**BRIEF:**
In the binary search text, what index does the multiple-key search problem output for a query value that is not in K?

Looking at the output you can see that after finding that the middle element didn't match q it searched the upper half of the list (by raising the Minimum Index to 4) and then found q at the point where the Minimum and Maximum Index were equal.

We can compare this to the linear search. 

actual = linear_search(K, q)
expect(actual).to(equal(expected))

It works but it takes a little longer. You can see the theoretical (Big-O) runtimes are different as well. 

print("O(n): {}".format(len(K)))
print("O(log n): {:.2f}".format(log(len(K), 2)))

Sorted Array Multiple Search Problem

Because you need at least a linear runtime to read in the inputs, the grader can't tell that our search took less time than it took to read in the list. Because of this they set up a slightly harder problem to solve which can be graded.

Problem Search multiple keys in a sorted sequence of keys
Input A sorted array \(K=[k_0,\ldots,k_{n-1}]\) of integers and \(Q=[q_0,\ldots,q_{n-1}\)]
Output For each \(q_i\), its index in \(K\) or \(-1\) if it isn't in \(K\)

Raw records

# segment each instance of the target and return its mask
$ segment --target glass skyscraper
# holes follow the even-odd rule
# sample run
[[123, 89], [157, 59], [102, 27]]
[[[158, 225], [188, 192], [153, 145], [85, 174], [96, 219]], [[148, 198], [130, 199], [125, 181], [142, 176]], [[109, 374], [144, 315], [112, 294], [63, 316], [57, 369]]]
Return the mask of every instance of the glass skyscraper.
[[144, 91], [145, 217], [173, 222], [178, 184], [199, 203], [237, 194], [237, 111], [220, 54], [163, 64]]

**OUTPUT FOR THIS TASK:**
It outputs -1.